**Stated exercise**
Pull every line from the listing below and reproduce each one verbatim.

**Information supplied**
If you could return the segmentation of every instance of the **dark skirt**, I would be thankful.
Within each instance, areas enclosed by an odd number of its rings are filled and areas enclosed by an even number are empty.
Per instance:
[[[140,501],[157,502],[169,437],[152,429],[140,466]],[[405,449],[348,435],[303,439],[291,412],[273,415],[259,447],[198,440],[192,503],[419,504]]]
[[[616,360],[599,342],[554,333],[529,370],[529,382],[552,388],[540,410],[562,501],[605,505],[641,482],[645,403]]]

**Result of this task**
If you could return the segmentation of every instance of the **dark skirt**, I would be thankful.
Within each instance, areas enclosed by an odd number of its rings are filled and areas enclosed by an even number are empty.
Per instance:
[[[140,501],[157,502],[169,437],[152,429],[140,466]],[[405,449],[348,435],[303,439],[291,412],[273,415],[259,447],[198,440],[192,503],[419,504]]]
[[[616,360],[599,342],[554,333],[529,370],[529,382],[552,388],[540,410],[562,501],[605,505],[641,482],[645,403]]]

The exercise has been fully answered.